Could you copy each line of the entries that contains "peaked"?

== RECORDS SUPPLIED

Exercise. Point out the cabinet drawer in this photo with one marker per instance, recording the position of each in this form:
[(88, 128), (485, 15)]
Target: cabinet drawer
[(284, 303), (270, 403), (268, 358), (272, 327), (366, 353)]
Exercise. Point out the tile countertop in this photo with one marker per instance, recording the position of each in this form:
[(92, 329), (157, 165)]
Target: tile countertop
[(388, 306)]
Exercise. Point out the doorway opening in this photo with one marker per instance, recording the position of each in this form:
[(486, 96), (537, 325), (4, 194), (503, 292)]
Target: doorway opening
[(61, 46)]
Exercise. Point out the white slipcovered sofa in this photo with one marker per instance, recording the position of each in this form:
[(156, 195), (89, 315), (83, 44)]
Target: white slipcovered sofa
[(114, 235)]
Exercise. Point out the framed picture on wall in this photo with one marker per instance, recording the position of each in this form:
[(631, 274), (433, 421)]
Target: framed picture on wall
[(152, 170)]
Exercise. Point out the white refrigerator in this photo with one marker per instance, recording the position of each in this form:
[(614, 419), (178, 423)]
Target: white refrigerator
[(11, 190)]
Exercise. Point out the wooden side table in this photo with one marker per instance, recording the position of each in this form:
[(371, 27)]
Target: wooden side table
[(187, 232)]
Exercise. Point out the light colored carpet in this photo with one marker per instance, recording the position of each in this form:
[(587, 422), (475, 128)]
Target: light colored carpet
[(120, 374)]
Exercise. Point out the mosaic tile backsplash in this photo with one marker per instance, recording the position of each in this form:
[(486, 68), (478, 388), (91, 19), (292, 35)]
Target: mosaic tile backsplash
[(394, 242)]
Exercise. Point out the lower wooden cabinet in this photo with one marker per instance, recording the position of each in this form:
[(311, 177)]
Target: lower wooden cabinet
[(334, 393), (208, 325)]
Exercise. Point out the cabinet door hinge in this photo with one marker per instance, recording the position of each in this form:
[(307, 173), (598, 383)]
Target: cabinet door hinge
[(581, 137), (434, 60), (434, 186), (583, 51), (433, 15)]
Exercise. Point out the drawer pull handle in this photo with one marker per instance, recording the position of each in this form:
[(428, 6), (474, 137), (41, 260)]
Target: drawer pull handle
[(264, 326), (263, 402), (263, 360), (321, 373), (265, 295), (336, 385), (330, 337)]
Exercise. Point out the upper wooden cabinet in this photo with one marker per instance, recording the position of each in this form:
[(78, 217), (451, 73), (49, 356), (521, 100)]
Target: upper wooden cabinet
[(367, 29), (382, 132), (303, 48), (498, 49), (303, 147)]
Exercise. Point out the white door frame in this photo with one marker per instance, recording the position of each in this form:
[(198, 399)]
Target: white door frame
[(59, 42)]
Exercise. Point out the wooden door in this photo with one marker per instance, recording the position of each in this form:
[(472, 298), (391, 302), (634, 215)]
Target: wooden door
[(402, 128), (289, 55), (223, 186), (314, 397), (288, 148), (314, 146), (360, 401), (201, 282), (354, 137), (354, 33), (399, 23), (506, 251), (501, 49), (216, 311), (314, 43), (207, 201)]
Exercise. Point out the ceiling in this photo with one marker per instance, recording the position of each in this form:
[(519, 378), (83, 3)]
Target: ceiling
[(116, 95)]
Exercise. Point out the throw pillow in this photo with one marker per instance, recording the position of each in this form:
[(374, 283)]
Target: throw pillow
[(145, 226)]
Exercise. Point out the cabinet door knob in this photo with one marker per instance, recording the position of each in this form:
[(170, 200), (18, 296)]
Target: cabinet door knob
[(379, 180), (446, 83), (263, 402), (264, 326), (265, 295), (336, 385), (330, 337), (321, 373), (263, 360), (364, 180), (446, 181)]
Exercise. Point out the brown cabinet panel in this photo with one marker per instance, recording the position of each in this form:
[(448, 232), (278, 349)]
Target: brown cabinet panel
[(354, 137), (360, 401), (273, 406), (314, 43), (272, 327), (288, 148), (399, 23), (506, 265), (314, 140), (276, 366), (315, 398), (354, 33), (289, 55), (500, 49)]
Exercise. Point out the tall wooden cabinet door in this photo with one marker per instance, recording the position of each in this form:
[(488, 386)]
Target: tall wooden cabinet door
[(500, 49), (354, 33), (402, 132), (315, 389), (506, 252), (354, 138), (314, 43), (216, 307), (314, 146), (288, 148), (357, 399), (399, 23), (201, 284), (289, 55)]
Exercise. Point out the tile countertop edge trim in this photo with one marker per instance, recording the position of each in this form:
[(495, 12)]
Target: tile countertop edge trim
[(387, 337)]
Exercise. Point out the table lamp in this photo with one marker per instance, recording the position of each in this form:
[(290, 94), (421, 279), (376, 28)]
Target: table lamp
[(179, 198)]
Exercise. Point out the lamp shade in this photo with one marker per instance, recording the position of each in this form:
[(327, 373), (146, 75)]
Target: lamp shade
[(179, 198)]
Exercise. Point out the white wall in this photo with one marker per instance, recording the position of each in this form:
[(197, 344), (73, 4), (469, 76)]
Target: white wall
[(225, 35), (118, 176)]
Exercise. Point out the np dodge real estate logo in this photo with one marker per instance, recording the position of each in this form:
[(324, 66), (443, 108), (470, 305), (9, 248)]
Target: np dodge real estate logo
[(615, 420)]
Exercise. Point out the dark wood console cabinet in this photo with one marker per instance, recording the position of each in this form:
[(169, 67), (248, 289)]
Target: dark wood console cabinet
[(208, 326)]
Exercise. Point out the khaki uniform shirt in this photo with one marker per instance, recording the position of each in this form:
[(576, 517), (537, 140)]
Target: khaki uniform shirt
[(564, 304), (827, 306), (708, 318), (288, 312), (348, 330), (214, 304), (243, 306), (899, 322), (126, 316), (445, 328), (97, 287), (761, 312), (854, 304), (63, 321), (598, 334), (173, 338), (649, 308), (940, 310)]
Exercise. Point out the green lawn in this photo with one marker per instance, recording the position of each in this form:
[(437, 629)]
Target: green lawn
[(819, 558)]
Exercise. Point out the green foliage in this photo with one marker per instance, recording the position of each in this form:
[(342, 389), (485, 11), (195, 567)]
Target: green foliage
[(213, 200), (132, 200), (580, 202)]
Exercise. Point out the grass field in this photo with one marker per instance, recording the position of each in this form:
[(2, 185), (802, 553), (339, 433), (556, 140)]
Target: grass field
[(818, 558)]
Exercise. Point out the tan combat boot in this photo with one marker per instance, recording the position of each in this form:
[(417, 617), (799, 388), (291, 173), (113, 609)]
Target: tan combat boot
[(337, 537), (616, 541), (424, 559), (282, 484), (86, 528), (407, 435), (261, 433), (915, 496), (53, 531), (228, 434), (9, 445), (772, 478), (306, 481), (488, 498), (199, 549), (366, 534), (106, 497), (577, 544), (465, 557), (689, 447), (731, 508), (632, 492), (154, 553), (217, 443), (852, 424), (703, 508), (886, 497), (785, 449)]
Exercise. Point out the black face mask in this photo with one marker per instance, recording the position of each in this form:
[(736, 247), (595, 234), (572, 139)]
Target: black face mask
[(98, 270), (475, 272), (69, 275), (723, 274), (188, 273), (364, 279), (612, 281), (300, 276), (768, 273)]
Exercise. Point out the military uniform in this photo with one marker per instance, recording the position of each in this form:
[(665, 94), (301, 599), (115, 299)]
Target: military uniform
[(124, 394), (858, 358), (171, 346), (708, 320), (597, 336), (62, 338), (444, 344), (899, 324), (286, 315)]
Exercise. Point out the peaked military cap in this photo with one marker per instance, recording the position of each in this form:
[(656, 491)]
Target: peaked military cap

====
== RECORDS SUPPLIED

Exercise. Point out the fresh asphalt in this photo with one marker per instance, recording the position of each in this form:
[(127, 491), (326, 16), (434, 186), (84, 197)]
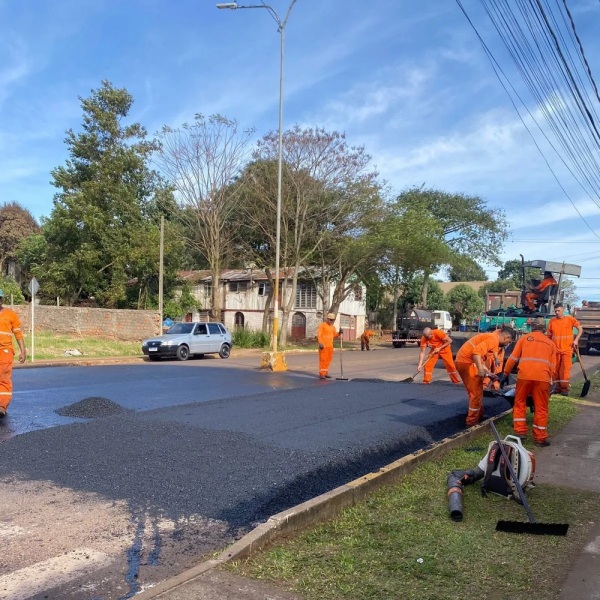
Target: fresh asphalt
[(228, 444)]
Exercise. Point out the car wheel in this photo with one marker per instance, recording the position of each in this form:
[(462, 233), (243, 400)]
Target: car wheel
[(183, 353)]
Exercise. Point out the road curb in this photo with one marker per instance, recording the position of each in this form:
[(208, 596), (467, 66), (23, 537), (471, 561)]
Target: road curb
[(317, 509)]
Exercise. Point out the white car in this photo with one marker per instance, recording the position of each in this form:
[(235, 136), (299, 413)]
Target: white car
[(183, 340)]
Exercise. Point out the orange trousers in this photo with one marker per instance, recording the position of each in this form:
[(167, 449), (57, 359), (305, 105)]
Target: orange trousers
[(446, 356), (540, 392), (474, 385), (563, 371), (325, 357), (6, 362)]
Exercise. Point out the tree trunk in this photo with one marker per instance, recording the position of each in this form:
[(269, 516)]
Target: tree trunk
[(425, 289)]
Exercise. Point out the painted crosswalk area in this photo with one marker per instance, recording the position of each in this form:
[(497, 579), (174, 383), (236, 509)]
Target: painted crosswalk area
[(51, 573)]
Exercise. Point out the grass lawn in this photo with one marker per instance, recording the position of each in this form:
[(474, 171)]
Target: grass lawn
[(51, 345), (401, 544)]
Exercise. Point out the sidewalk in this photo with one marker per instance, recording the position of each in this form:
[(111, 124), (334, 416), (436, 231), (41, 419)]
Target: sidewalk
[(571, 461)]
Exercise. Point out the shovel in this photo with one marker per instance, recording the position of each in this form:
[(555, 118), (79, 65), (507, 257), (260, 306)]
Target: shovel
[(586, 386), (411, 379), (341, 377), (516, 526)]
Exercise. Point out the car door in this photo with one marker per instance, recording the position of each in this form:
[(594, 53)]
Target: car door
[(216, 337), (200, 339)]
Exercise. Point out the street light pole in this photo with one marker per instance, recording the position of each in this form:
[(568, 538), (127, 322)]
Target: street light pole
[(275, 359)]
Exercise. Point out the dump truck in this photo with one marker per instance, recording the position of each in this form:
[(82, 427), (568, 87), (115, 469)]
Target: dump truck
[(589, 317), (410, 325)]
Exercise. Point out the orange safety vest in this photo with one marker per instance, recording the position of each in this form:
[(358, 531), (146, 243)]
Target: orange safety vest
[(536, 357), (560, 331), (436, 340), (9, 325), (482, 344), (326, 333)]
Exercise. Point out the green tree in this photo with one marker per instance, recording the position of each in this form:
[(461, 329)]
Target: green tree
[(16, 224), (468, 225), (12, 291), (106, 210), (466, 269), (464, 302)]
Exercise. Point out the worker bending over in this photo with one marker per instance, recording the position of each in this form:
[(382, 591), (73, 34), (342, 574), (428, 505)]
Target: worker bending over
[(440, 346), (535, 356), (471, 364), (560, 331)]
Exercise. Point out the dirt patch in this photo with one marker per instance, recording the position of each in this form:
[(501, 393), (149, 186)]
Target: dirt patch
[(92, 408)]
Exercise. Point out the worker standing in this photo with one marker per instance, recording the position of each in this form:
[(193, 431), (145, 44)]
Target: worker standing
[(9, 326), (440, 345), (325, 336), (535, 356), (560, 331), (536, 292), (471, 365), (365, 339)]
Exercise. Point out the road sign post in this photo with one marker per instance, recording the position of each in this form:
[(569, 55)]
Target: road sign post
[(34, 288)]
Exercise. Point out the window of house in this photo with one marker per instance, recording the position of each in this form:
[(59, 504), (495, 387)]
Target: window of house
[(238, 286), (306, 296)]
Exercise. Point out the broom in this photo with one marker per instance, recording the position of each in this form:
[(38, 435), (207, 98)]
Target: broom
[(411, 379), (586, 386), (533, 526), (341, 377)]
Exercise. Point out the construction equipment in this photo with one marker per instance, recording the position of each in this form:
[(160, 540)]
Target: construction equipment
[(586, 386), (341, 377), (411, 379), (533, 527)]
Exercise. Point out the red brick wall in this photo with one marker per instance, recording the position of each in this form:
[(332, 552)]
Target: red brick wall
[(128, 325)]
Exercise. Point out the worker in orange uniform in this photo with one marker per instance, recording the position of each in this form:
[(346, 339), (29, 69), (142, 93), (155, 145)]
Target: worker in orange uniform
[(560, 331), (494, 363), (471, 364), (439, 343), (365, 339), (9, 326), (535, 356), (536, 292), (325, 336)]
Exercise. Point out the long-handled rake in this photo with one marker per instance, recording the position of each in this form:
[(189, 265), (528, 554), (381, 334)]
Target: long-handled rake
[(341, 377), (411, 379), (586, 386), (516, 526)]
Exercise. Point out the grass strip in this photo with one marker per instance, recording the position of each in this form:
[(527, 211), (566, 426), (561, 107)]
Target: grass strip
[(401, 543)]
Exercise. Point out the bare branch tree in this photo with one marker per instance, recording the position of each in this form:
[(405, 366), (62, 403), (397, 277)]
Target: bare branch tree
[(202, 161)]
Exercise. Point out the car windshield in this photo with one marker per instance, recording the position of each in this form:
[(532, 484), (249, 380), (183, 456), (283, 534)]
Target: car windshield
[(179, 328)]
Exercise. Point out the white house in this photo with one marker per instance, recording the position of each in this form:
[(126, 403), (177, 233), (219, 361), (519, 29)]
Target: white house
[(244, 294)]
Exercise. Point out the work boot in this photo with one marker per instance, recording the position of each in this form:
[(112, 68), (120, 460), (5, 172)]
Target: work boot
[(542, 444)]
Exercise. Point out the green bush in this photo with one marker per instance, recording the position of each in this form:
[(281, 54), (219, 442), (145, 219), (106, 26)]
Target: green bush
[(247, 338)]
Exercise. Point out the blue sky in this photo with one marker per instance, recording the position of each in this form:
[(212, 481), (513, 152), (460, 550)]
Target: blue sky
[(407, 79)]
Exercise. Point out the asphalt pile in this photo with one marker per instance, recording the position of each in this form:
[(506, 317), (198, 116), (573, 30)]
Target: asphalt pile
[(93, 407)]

====

TASK OUTPUT –
Exercise. Point out the peaked military cap in this photo with one marker per instance, recording the position of each in this form:
Target: peaked military cap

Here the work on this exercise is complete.